## BEGIN
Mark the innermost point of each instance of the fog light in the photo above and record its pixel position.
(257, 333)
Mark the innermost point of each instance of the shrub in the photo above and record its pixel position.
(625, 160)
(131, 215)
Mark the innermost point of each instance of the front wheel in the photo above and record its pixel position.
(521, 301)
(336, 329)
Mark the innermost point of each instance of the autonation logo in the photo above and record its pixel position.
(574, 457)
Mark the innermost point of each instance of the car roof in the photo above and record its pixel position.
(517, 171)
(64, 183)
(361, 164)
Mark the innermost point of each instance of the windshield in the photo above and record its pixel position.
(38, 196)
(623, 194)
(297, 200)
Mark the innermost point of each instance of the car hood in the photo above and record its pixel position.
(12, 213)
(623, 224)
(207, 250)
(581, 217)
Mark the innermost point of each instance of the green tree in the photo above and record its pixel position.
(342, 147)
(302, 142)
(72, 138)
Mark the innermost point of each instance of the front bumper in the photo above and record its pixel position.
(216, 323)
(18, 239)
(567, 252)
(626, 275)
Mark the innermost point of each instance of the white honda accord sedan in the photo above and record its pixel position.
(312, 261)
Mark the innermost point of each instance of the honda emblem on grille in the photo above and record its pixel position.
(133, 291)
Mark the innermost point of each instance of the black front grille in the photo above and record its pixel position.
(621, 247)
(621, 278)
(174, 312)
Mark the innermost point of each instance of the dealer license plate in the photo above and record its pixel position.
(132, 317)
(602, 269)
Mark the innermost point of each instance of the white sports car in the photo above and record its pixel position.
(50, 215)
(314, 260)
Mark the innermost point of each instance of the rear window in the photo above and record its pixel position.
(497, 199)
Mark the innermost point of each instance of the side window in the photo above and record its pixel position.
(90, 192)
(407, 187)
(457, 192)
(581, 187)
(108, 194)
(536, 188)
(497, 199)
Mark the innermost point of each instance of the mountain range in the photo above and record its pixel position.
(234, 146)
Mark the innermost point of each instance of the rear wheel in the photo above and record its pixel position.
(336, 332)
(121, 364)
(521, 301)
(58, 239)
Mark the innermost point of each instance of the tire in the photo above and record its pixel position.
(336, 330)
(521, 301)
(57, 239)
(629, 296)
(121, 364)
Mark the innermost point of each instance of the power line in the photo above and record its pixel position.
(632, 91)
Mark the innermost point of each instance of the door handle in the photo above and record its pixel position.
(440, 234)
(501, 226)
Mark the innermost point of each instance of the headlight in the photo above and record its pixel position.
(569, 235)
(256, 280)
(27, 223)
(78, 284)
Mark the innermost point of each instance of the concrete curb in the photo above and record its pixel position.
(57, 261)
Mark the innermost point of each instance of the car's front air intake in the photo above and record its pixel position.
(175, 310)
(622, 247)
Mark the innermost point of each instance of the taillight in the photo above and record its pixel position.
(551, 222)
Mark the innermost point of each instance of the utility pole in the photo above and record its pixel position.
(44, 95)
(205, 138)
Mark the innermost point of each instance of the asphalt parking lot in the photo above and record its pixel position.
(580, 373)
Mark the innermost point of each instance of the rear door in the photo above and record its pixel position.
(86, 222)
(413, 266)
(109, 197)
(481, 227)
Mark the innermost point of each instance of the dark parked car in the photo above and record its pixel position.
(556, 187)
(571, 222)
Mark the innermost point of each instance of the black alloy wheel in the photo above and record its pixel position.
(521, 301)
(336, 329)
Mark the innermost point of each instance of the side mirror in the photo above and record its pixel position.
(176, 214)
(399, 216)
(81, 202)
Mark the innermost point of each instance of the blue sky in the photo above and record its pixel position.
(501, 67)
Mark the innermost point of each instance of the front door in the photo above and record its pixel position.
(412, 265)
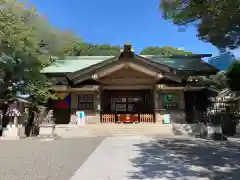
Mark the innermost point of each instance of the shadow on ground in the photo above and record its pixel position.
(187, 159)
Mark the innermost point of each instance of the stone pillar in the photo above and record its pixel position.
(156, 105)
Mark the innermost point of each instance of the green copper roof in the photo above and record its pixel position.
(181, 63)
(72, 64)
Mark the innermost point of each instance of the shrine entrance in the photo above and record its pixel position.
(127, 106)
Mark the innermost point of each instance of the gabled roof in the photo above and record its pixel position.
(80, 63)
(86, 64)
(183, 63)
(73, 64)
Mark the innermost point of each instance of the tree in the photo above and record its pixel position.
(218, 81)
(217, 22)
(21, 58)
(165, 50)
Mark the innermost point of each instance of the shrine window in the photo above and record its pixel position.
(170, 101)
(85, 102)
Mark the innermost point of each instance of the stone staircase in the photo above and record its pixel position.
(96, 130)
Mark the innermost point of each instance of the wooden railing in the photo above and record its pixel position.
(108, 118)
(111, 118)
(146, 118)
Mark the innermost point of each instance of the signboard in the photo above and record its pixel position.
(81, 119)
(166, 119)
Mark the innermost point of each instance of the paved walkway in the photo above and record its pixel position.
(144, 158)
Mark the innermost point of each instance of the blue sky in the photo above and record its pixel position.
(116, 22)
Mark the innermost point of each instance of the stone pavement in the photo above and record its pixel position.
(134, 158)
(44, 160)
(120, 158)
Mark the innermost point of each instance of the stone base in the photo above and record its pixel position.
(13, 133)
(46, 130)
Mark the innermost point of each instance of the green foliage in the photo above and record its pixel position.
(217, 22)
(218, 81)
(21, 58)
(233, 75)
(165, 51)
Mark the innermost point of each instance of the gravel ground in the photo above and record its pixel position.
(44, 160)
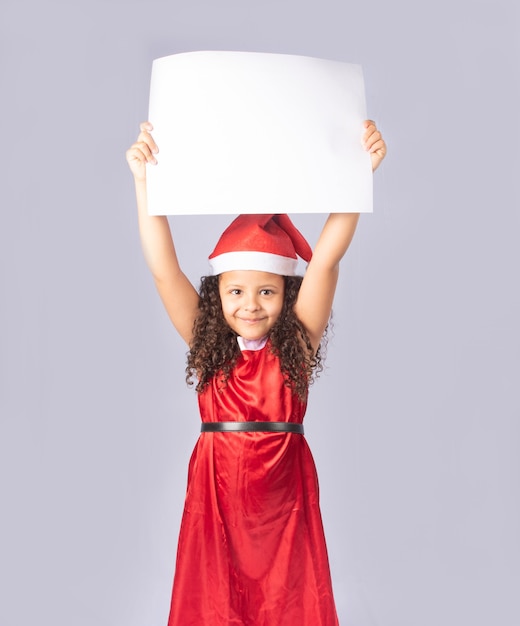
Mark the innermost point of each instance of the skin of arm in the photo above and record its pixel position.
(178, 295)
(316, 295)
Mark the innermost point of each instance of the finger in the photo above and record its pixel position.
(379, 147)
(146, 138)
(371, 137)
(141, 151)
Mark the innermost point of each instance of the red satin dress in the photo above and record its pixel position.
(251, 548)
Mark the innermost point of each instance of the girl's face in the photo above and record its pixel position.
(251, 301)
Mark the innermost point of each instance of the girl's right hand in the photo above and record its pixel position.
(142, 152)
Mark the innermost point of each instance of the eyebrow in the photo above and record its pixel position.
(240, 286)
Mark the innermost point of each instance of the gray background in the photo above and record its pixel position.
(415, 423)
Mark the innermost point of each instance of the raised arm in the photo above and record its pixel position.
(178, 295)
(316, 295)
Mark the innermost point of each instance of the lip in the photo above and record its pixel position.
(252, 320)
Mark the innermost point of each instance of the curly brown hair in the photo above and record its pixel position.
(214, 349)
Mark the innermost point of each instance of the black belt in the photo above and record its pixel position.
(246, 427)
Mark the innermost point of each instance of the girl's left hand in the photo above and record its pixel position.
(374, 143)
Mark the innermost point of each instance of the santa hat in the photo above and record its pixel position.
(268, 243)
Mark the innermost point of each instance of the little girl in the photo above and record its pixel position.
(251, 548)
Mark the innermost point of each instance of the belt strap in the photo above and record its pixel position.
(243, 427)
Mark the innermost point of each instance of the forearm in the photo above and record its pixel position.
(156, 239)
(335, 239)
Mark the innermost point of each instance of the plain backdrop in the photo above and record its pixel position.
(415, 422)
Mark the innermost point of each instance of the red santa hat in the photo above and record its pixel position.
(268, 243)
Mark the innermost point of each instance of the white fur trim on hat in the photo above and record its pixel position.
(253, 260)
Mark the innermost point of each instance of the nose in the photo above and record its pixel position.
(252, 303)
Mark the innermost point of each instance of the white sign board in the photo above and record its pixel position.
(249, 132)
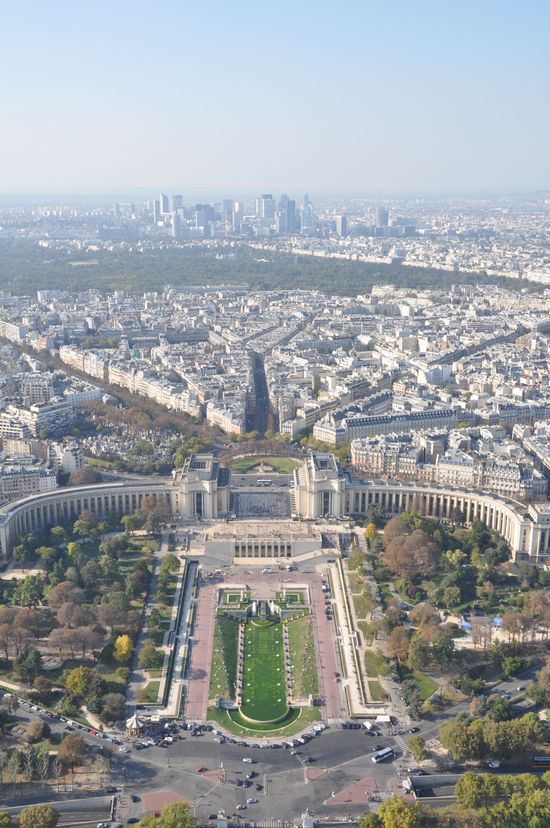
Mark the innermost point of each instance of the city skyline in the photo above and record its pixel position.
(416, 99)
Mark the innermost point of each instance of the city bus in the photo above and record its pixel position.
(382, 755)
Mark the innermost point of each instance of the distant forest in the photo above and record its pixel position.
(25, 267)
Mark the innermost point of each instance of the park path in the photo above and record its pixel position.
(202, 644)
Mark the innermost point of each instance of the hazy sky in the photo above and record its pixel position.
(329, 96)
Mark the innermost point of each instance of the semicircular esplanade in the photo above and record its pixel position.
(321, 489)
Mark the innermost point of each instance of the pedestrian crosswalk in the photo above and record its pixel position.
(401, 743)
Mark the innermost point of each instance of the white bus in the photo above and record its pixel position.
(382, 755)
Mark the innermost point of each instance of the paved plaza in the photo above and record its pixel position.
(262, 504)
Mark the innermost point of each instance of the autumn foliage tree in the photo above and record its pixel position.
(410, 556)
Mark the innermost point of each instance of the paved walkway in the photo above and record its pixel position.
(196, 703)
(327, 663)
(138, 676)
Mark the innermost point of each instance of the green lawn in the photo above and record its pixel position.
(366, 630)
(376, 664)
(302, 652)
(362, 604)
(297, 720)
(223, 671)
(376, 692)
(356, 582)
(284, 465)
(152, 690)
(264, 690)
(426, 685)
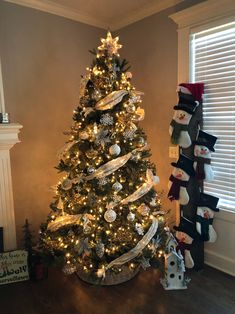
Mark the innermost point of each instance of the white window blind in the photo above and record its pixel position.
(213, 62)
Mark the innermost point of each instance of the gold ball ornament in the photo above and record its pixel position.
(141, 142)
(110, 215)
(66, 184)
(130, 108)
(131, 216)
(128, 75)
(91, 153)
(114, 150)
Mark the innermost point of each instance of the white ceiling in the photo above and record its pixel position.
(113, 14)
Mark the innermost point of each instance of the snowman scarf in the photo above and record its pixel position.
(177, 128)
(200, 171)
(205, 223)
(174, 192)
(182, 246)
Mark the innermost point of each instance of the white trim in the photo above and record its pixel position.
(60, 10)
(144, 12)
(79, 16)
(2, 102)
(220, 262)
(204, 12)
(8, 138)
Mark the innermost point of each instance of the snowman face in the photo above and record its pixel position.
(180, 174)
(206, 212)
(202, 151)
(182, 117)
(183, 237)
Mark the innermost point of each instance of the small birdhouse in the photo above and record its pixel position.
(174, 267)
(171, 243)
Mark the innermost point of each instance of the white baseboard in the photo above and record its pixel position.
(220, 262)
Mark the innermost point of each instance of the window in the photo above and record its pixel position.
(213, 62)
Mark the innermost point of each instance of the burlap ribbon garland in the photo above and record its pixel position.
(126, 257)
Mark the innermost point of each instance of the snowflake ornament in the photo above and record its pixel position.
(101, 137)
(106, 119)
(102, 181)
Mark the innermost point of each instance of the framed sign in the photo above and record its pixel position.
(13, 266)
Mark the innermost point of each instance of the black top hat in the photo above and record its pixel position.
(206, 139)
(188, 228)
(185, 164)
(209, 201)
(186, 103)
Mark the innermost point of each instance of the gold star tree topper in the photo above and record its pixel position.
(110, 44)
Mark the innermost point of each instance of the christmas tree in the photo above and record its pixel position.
## END
## BEGIN
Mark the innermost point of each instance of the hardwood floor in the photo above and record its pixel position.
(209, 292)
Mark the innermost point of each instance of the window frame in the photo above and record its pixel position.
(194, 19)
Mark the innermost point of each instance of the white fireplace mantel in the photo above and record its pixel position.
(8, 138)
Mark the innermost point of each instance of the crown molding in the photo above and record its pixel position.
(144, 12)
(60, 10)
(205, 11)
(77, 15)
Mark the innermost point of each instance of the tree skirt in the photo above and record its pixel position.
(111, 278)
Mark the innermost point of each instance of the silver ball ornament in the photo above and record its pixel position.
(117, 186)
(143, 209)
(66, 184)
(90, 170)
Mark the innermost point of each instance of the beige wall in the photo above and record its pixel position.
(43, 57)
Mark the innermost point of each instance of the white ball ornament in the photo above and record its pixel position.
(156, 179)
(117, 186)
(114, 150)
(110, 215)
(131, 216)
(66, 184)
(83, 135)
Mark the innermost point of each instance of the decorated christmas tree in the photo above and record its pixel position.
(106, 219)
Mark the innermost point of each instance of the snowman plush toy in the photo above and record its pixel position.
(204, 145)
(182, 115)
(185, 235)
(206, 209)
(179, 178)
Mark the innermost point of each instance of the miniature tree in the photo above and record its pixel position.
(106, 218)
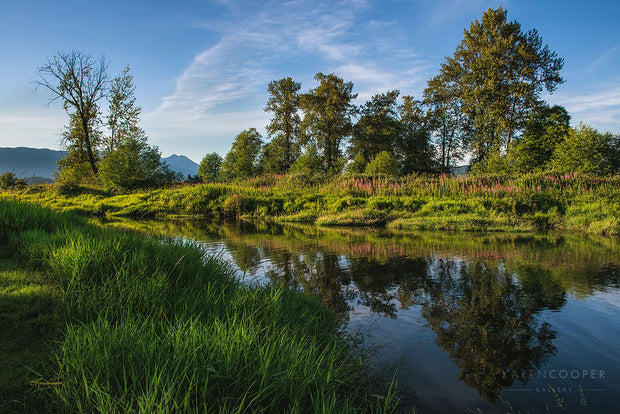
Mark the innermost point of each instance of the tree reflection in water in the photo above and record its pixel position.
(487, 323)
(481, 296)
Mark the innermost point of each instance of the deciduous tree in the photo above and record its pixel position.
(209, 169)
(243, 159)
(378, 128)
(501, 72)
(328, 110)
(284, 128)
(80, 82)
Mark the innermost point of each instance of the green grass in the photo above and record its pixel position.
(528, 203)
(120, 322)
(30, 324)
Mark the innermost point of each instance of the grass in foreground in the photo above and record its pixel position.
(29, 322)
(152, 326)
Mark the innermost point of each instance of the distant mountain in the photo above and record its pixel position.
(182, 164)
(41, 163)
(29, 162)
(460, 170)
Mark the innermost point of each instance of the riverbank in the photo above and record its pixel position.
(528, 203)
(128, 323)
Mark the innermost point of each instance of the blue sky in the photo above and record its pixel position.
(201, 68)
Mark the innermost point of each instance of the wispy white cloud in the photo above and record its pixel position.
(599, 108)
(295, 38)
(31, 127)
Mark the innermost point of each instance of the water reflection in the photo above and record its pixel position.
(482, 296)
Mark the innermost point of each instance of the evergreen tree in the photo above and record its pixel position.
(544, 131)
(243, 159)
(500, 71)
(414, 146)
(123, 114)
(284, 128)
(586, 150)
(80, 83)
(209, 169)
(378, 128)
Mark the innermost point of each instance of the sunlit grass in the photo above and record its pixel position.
## END
## BEGIN
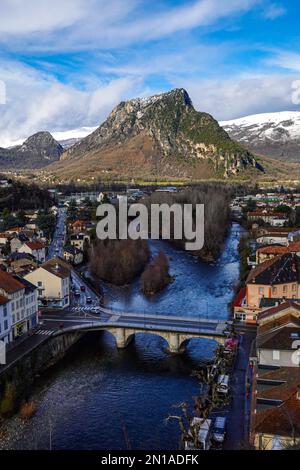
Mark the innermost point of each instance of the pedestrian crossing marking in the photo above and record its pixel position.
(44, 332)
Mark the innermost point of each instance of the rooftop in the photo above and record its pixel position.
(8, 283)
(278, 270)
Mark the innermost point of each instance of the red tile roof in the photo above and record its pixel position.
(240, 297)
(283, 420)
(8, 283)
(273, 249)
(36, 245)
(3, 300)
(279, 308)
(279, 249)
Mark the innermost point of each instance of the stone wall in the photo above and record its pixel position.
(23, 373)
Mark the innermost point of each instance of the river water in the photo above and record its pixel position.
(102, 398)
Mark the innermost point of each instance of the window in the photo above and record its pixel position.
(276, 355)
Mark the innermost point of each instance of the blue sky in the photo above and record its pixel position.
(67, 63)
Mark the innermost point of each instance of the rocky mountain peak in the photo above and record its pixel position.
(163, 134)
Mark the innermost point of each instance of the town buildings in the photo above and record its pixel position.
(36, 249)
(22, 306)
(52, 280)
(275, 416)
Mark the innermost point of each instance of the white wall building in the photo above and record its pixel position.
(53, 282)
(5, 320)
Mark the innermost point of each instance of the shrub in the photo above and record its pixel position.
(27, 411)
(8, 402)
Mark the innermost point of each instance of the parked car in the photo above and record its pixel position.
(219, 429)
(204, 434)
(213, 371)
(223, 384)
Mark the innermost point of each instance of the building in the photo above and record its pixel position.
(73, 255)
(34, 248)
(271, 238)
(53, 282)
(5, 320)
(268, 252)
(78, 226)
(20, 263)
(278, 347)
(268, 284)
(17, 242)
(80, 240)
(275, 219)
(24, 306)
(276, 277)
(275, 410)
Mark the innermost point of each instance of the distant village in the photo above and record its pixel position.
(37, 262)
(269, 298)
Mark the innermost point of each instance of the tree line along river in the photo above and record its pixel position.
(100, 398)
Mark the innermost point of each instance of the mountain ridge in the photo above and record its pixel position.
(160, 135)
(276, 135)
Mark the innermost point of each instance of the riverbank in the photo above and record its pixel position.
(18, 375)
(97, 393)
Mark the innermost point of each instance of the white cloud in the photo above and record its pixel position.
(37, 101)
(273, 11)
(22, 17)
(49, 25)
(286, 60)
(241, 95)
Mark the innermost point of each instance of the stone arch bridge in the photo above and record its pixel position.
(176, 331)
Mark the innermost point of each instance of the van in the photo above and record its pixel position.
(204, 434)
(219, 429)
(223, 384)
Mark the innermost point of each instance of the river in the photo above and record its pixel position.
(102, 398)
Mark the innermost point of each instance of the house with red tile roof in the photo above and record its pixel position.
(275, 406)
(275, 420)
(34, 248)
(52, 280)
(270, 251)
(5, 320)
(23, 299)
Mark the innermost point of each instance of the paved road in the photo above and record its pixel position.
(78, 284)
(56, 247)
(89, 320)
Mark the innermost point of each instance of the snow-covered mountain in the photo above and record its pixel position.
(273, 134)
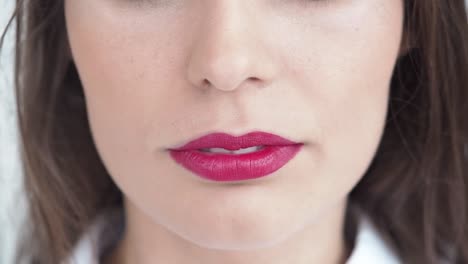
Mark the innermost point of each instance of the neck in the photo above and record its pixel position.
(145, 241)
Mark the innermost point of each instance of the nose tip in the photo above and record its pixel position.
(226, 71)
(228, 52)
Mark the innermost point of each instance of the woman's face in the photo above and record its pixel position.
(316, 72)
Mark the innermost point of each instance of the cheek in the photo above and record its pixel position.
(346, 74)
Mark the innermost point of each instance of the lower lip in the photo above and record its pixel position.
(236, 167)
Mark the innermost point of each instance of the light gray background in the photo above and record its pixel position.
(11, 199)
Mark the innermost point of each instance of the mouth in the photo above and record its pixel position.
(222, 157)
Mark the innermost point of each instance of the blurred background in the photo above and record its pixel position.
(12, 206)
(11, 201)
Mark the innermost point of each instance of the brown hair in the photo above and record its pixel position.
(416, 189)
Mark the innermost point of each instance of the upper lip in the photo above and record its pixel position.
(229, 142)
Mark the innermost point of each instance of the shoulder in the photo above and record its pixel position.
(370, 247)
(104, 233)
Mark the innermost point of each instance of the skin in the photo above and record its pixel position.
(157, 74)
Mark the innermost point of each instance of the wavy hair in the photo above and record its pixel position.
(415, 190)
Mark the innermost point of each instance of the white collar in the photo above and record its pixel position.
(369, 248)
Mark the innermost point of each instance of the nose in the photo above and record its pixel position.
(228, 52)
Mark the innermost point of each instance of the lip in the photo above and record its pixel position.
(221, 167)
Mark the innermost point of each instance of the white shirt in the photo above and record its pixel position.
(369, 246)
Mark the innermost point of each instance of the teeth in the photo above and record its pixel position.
## END
Task requirements: Please rewrite everything from the line containing "Mark the innermost point of each instance of the white shirt" down to the line containing "Mark the innermost point of each instance of the teeth", both ends included, and shift every coordinate in the answers by -15.

Result for this exercise:
Mark the innermost point of each instance of the white shirt in the photo above and record its pixel position.
(354, 231)
Mark the innermost point of each instance of the teeth in the photo above and record its pixel position.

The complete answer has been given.